Rewrite the stretch from the start of the data through the line containing "point(92, 294)", swapping "metal fence" for "iron fence" and leaving everything else as it is.

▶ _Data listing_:

□ □ □ □ □

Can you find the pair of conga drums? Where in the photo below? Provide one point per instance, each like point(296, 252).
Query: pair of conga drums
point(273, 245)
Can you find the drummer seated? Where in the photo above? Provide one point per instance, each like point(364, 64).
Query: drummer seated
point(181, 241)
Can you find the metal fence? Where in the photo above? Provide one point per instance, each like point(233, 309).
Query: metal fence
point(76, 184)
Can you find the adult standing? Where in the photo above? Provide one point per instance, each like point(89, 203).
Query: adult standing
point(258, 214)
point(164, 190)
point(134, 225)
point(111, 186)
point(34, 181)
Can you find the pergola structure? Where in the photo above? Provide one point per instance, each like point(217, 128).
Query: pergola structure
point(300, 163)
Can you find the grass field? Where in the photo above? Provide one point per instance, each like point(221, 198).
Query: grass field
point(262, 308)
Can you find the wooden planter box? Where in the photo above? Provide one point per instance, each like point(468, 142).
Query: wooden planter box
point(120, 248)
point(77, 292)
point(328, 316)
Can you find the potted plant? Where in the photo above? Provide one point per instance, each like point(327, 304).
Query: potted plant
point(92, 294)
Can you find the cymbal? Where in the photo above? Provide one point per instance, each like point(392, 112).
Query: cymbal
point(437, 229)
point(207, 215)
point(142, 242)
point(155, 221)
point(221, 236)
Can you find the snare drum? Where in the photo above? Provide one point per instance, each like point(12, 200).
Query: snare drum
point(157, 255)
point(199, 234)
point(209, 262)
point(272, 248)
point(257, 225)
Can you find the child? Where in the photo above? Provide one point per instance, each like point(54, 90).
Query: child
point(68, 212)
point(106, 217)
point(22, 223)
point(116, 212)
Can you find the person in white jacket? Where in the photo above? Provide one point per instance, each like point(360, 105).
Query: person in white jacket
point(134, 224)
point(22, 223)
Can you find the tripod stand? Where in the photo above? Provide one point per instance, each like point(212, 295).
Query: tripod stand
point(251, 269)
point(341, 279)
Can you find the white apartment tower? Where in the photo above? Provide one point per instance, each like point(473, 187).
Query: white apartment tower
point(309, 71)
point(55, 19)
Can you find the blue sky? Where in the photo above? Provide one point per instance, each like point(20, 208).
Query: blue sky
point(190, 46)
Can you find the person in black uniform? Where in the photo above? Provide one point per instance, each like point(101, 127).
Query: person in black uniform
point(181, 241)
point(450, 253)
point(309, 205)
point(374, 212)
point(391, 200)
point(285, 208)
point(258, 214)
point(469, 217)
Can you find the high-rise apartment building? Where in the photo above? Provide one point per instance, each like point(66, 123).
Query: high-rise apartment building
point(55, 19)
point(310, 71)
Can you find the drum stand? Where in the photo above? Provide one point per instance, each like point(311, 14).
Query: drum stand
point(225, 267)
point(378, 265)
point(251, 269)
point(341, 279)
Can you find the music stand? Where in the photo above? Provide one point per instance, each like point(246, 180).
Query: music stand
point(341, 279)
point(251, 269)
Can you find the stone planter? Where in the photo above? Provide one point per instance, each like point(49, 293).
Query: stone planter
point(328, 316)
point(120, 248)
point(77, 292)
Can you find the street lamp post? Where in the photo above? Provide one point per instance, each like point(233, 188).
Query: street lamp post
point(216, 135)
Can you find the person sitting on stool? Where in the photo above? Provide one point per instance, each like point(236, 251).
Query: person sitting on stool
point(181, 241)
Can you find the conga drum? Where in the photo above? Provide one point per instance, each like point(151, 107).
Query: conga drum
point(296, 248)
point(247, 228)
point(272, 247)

□ □ □ □ □

▶ _COMPLETED EXERCISE_:
Can you find the pair of conga drums? Where in the photo below? Provide one point per instance, each like point(296, 252).
Query: pair of conga drums
point(273, 245)
Can you find the drummer seated? Where in the photo above? Provide one point per instance, each like point(364, 64).
Query: drummer seated
point(181, 241)
Can you find the iron fence? Where in the photo above? Provide one point per instance, each like point(233, 309).
Query: iron fence
point(76, 184)
Can you find the adult standing? Where in the photo above? Provide one point per instance, each like point(89, 203).
Query: adult standing
point(258, 214)
point(164, 190)
point(134, 225)
point(111, 186)
point(34, 181)
Can you find the pergola structure? Where in the photo above? Provide one point per instance, each like point(217, 128).
Query: pergola structure
point(300, 163)
Can you find the grass field? Where in the photo above? Provide one point per instance, each like point(221, 198).
Query: grass field
point(262, 308)
Can you find the wooden planter box? Where in the photo above? Provide one point per instance, each like point(468, 142).
Query: wooden planter box
point(120, 248)
point(77, 292)
point(328, 316)
Can you find the potted plant? Where in the photo above? Provide one point per instance, each like point(327, 304).
Query: potted plant
point(92, 294)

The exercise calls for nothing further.